PROMPT 1. Summarize the text on Dominic Ongwen and the LRA in two sentences.
PROMPT 2. List every mode of responsibility that the text on Dominic Ongwen and the LRA gives for the confirmed charges.
PROMPT 3. Reproduce the part of the text on Dominic Ongwen and the LRA between "Also based on" and "into the country.", inclusive.

EXCERPTED TEXT.
+++

On 5 January 2015, Ongwen was captured by the rebel group of Seleka near the town of Obo, Central African Republic. He was then handed over to the US forces cooperating with the troops of the African Union in the area, before being transferred to the ICC detention centre in Hague on 21 January 2015.
On 21 December 2015, the Prosecutor charged Dominic Ongwen with crimes in addition to those set out in the warrant of arrest: a total of seventy counts. On 23 March 2016, Pre-Trial Chamber II confirmed these 70 charges considering there are substantial grounds to believe Ongwen is responsible (direct perpetration, indirect perpetration, indirect co-perpetration, ordering and command responsibility), for the following crimes against humanity and war crimes:
- War crimes: attack against the civilian population; murder and attempted murder; rape; sexual slavery; torture; cruel treatment; outrages upon personal dignity; destruction of property; pillaging; the conscription and use of children under the age of 15 to participate actively in hostilities;
- Crimes against humanity: murder and attempted murder; torture; sexual slavery; rape; enslavement; forced marriage as an inhumane act; persecution; and other inhumane acts.
The trial opened on 6 December 2016 and Ongwen pleaded not guilty to the charges. The trial resumed on 16 January 2017.
From 16 January 2017 to 13 April 2018, the prosecutor presented its evidence. The defense will start presenting its case on the 27 September 2018.
The Lord’s Resistance Army (LRA) is a rebel group formed in 1987, which operates mainly in the northern Ugandan region of Acholiland from bases established in southern Sudan.
The LRA is led by Joseph Kony, a self-proclaimed spirit medium who claims to have received the order to form the LRA from the Holy Spirit in order to liberate the people of Uganda “from corruption, sins and immoral thinking“. Whereas Kony’s exact political goals remain unclear, he is said to aim at erecting a Ugandan theocracy based on the Ten Commandments.
While the LRA is not in a position to destabilize the Ugandan government, it has for 18 years terrorized the civilian population in northern Uganda. The LRA has its origin in an uprising of the Acholi people against the south-Ugandan Yoweri Museveni, which started after the latter overthrew the then President Okello in 1986. However, Joseph Kony did not gain the lasting support of the Acholi and was soon forced to retreat into Sudanese territory. Feeling betrayed by his own people, he has since then directed most of the LRA’s attacks against the civilian population of the Acholi.
The main characteristic of the LRA is that it is made up of up to 85% of children between 11 and 15 years of age. To fill their ranks, LRA troops systematically abduct children, using them as soldiers, porters and sexual slaves. According to estimates, some 20’000 children have been abducted. The abducted children are often forced to kill their own parents to destroy any prospect of returning home. To deter the abductees from trying to escape, the LRA force the children to kill those who tried to escape.
The LRA is responsible for widespread abuses against the civilian population. They have killed tens of thousands of civilians, and many more are said to have died as a result of hunger and disease caused by the conflict.
The LRA’s soldiers are notorious for maiming alleged collaborators with the government by cutting off their hands, lips and ears. As a result of their looting and destroying whole villages, up to three quarters of the Acholi people have been forcibly displaced.
Some observers claim that the Sudanese government was supporting the LRA, because Uganda allegedly supported the Sudan People’s Liberation Army (SPLA), the rebel movement which fights the Sudanese government. However, in a 1999 bilateral agreement, the two governments vowed to stop supporting the rebel groups.
Also based on a bilateral agreement with Sudan, the Ugandan government may pursue LRA rebels on Sudanese territory, but only up to a “red line“, which is marked by an overland-road about 100 km into the country.
On 10 October 2005,however, the Ugandan government reported that Sudan had given them free reign, during one month, to pursue the LRA anywhere across the border.

+++

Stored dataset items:
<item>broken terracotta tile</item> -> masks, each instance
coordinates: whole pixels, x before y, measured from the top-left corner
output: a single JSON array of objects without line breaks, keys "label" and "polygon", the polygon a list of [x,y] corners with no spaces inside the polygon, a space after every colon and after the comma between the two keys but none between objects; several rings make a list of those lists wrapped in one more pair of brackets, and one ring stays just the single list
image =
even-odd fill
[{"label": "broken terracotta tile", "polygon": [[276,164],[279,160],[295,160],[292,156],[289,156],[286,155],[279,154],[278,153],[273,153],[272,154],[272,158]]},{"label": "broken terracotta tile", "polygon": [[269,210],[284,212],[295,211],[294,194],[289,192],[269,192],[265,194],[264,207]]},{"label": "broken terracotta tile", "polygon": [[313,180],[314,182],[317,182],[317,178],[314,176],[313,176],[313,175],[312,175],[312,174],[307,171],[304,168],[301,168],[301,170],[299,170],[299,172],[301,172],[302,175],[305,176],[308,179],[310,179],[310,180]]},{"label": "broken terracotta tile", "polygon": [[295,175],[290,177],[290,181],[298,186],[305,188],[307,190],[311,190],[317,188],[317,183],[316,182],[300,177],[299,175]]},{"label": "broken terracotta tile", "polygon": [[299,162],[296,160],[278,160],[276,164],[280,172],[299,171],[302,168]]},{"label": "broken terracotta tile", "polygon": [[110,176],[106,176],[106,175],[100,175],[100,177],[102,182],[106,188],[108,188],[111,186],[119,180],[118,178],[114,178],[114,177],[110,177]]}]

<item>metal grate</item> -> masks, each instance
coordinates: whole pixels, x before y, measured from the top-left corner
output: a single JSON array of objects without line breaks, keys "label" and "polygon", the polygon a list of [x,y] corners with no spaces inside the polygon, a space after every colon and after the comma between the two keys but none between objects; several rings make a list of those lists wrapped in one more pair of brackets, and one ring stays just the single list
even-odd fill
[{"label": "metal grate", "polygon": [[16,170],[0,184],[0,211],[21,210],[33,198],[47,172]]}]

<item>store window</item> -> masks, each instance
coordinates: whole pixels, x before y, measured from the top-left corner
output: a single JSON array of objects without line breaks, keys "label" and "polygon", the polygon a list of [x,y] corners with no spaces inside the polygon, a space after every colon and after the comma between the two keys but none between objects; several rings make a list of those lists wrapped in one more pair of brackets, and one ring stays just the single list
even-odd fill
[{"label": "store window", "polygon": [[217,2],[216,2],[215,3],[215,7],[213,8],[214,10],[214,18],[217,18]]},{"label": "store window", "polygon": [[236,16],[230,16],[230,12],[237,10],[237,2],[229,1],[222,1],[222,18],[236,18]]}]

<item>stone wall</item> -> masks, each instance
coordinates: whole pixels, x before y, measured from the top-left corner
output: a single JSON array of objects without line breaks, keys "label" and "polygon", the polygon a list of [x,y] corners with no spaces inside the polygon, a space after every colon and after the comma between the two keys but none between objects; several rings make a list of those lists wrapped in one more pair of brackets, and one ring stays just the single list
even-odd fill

+++

RESPONSE BOX 1. Dominic Ongwen was captured near Obo in the Central African Republic on 5 January 2015 and transferred to the ICC detention centre, where 70 charges of war crimes and crimes against humanity were confirmed against him; he pleaded not guilty when his trial opened on 6 December 2016. The Lord's Resistance Army, a rebel group formed in 1987 and led by Joseph Kony, is made up of up to 85% children, fills its ranks by abducting them, and is responsible for widespread abuses against the civilian population of northern Uganda.

RESPONSE BOX 2.
- Direct perpetration
- Indirect perpetration
- Indirect co-perpetration
- Ordering
- Command responsibility

RESPONSE BOX 3.
Also based on a bilateral agreement with Sudan, the Ugandan government may pursue LRA rebels on Sudanese territory, but only up to a “red line“, which is marked by an overland-road about 100 km into the country.